The Linear Probability Model
- First off, let’s ignore the completely unexplained warnings I’ve just given you and do it with OLS anyway, and see what happens
- Running OLS with a binary dependent variable is called the “linear probability model” or LPM
\[ D = \beta_0 + \beta_1X + \varepsilon \]
Throughout these slides, let’s use \(D\) to refer to a binary variable
The Linear Probability Model
- In terms of how we do it, the interpretation is the exact same as regular OLS, so you can bring in all your intuition
- The only difference is that our interpretation of the dependent variable is now in probability terms
- If \(\hat{\beta}_1 = .03\), that means that a one-unit increase in \(X\) is associated with a three percentage point increase in the probability that \(D = 1\)
- (percentage points! Not percentage - an increase from .1 to .13, say, not .1 to .103)
The Linear Probability Model
So what’s the problem?
The linear probability model can lead to…
- Terrible predictions
- Incorrect slopes that don’t acknowledge the boundaries of the data
Terrible Predictions
- OLS fits a straight line. So if you increase or decrease \(X\) enough, eventually you’ll predict that the probability of \(D = 1\) is bigger than 1, or lower than 0. Impossible!
- We can address part of this by just not trying to predict outside the range of the data, but if \(X\) has a lot of variation in it, we might get those impossible predictions even for values in our data. And what do we do with that?

# [Set problem]
Extend the passage on the linear probability model, picking up after its final sentence. The listing that follows plays no part in the exercise.

# [Provided material]
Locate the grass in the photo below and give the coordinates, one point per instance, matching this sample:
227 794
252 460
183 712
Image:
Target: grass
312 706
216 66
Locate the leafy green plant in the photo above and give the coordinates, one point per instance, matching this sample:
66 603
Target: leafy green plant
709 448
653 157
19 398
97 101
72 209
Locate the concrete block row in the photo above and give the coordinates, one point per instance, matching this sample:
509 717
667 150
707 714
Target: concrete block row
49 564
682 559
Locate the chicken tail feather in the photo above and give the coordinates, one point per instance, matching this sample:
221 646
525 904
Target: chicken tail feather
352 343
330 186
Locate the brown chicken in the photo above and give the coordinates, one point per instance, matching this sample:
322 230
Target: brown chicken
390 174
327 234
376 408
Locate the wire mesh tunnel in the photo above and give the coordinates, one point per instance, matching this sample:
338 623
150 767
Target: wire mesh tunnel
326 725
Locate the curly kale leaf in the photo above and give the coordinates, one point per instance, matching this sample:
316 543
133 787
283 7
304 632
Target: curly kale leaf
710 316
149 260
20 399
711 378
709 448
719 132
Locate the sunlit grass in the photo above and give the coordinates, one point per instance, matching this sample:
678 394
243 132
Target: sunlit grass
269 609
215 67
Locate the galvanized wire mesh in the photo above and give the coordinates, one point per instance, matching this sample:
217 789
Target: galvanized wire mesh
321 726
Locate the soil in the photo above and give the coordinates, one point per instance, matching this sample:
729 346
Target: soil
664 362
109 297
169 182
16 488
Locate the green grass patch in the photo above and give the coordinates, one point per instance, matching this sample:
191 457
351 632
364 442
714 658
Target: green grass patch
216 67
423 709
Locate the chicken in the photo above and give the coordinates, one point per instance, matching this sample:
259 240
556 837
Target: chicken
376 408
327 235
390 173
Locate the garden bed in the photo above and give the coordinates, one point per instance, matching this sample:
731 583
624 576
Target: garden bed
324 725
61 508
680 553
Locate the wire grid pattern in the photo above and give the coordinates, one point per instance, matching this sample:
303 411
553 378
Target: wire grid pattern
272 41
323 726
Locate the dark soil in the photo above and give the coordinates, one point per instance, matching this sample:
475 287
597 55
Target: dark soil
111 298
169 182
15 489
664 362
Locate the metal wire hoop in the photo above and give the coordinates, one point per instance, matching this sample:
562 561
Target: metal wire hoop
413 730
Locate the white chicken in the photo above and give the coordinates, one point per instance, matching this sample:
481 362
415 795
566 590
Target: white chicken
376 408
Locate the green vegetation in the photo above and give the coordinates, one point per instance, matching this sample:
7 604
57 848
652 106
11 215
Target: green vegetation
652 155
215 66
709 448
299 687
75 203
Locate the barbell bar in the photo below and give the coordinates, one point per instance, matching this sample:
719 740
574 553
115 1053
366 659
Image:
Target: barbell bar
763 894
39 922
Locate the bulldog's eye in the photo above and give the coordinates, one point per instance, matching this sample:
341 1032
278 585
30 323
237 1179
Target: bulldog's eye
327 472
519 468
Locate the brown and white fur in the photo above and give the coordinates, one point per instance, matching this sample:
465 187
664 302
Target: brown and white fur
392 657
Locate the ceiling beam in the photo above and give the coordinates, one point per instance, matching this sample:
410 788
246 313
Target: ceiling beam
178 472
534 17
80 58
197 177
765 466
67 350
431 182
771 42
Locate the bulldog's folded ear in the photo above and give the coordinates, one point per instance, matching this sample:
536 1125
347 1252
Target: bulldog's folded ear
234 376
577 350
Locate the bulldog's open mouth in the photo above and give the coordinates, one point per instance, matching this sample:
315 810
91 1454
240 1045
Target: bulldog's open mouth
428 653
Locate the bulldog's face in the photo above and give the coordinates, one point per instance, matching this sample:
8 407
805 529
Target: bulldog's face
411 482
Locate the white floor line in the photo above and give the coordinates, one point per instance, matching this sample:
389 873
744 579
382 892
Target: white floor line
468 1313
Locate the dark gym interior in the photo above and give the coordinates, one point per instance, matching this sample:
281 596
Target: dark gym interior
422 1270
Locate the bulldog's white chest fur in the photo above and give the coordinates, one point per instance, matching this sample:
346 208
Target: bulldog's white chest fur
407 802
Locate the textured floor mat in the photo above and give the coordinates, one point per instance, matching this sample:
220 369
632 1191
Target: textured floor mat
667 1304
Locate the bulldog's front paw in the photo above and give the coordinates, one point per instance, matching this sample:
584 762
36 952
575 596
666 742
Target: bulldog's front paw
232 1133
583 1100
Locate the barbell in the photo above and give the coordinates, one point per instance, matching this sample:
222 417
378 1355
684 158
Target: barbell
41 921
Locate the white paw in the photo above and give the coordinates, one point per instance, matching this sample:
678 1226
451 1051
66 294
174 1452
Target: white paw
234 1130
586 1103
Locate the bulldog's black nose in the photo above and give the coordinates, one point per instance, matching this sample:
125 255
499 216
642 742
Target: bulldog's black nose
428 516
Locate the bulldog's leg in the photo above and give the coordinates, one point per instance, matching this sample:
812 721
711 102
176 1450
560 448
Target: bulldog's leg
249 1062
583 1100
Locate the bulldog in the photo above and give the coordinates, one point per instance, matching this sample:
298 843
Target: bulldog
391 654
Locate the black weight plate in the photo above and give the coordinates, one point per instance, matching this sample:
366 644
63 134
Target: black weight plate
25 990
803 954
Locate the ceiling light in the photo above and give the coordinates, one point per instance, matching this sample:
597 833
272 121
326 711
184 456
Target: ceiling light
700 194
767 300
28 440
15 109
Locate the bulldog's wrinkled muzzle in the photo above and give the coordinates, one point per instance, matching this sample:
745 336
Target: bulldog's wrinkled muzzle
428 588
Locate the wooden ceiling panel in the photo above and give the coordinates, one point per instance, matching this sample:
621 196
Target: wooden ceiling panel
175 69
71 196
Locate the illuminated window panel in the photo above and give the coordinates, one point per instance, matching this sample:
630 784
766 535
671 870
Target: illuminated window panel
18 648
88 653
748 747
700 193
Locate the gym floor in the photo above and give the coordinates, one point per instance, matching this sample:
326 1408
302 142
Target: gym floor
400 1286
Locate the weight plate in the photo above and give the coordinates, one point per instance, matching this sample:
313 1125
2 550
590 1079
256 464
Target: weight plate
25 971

# [Reply]
- (Also, because errors tend to be small for certain ranges of \(X\) and large for others, we have to use heteroskedasticity-robust standard errors)
Terrible Predictins
Incorrect Slopes
- Also, OLS requires that the slopes be constant
- (Not necessarily if you use a polynomial or logarithm, but the following critique still applies)
- This is not what we want for binary data!
- As the prediction gets really close to 0 or 1, the slope should flatten out to nothing
- If we predict there’s a .50 chance of \(D = 1\), a one-unit increase in \(X\) with \(\hat{\beta}_1 = .03\) would increase that to .53
- If we predict there’s a .99 chance of \(D = 1\), a one-unit increase in \(X\) with \(\hat{\beta}_1 = .03\) would increase that to 1.02…
- Uh oh! The slope should be flatter near the edges. We need the slope to vary along the range of \(X\)
Incorrect Slopes
- We can see how much the OLS slopes are overstating changes in \(D\) as \(X\) changes near the edges by comparing an OLS fit to just regular ol’ local means, with no shape imposed at all
- We’re not forcing the red line to flatten out - it’s doing that naturally as the mean can’t possibly go any lower! OLS barrels on through though
Linear Probability Model
So what can we make of the LPM?
- Bad if we want to make predictions
- Bad at estimating slope if we’re looking near the edges of 0 and 1
- (which means it’s especially bad if the average of \(D\) is near 0 or 1)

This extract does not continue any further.